Compiti da svolgere:
a) Rispondi a queste domande sul testo relativo alla nefrite lupica:
(i) Quale percentuale di glomeruli coinvolge la classe IV?
(ii) Che tipo di depositi caratterizza la classe V secondo la tabella?
(iii) A quali complicanze correlate alla sindrome nefrosica può associarsi la classe V?
b) Scrivi il seguito del testo sulla nefrite lupica, partendo dopo la sua ultima frase.

Classe I Glomeruli normali alla Microscopia ottica e depositi mesangiali alla Immunofluorescenza e Microscopia elettronica
Classe II Aumento della cellularità mesangiale e depositi mesangiali
Classe III Proliferazione focale e segmentaria o globale estesa a meno del 50% dei glomeruli in fase attiva (A) o cronica (C) (A, AC, C)
Classe IV Come la classe terza, ma coinvolge più del 50% dei glomeruli
Classe V Glomerulonefrite membranosa con depositi subepiteliali a distribuzione globale o segmentaria
Classe VI Lesioni sclerotiche estese a più del 90% dei glomeruli
Tabella 2: Classificazione istologica ISN/RPS nefrite lupica [25].

La classe V non presenta tipicamente manifestazioni cliniche o sierologiche tipiche del LES, con livelli di complementemia nella norma e autoimmunità negativa. La velocità di progressione a ESKD è lenta ma può associarsi a importanti complicanze correlate alla sindrome nefrosica quali eventi trombotici e infezioni [32]. La classe VI o di sclerosi avanzata è caratterizzata da glomerulosclerosi in più del 90% dei glomeruli, rappresenta lo stadio terminale dei processi infiammatori a carico dei glomeruli ed è associata a sedimento urinario inattivo, proteinuria di vario grado e progressione verso l’insufficienza renale [33].

Elenco dei dati:
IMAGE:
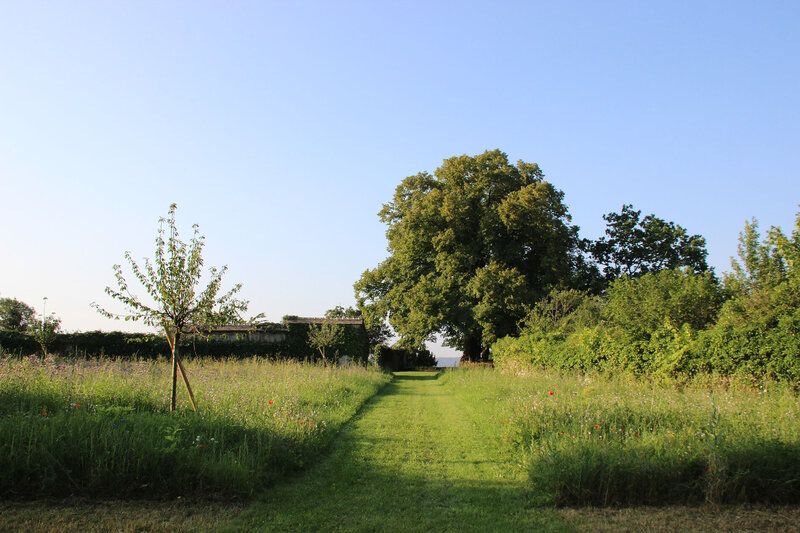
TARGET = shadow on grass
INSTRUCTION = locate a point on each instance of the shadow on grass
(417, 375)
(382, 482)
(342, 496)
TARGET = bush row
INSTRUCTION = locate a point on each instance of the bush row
---
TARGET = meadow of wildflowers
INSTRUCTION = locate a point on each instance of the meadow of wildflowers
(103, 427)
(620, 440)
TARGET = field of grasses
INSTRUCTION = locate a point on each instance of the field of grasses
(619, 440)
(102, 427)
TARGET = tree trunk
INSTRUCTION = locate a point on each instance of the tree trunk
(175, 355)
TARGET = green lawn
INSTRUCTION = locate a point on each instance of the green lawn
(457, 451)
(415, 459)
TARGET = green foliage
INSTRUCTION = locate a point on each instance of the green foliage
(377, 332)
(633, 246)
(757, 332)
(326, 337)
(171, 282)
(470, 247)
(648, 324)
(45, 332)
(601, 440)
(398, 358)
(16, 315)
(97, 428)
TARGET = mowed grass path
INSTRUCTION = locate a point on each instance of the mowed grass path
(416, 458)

Risposte all'esercizio:
a)
(i) Più del 50% dei glomeruli.
(ii) Depositi subepiteliali a distribuzione globale o segmentaria.
(iii) Eventi trombotici e infezioni.

b)
La revisione della classificazione del 2018 ha introdotto un indice di attività e cronicità di malattia in sostituzione delle precedenti lesioni attive e croniche delle classi proliferative e ha eliminato la precedente distinzione tra segmentale (S) e globale (G) delle classi III e IV [25]. È stato sostituito il termine ‘proliferativo’ con ‘ipercellularità’ e sono state introdotte definizioni di caratteristiche istologiche tipiche, quali la definizione di podocitopatia, intesa come presenza di fusione pedicellare alla ME anche in pazienti con lesioni minime alla MO, con o senza IC; quest’ultima si presenta con sindrome nefrosica ed è più facilmente associata a progressione a ESKD [34].

Nella casistica italiana di 499 pazienti sopracitata, il 53,7 % dei pazienti presentava una glomerulonefrite proliferativa diffusa (classe IV) alla biopsia renale, il 22,8% una glomerulonefrite proliferativa focale (classe III), il 17,2% una nefropatia membranosa lupica (classe V) e il 4,4% una proliferativa mesangiale (classe II) (Figura 2). L’analisi istologica nei gruppi non ha mostrato differenze in termini di classi istologiche e di attività di malattia nei tre periodi, ma si è riscontrata una significativa progressiva riduzione dell’indice di cronicità nei pazienti sottoposti a biopsia dal primo al terzo. Quest’ultimo dato, unito al fatto che i pazienti biopsiati dal 2001 al 2016 presentavano più frequentemente anomalie urinarie isolate al momento della biopsia, conferma l’importanza della diagnosi precoce in termini prognostici [15].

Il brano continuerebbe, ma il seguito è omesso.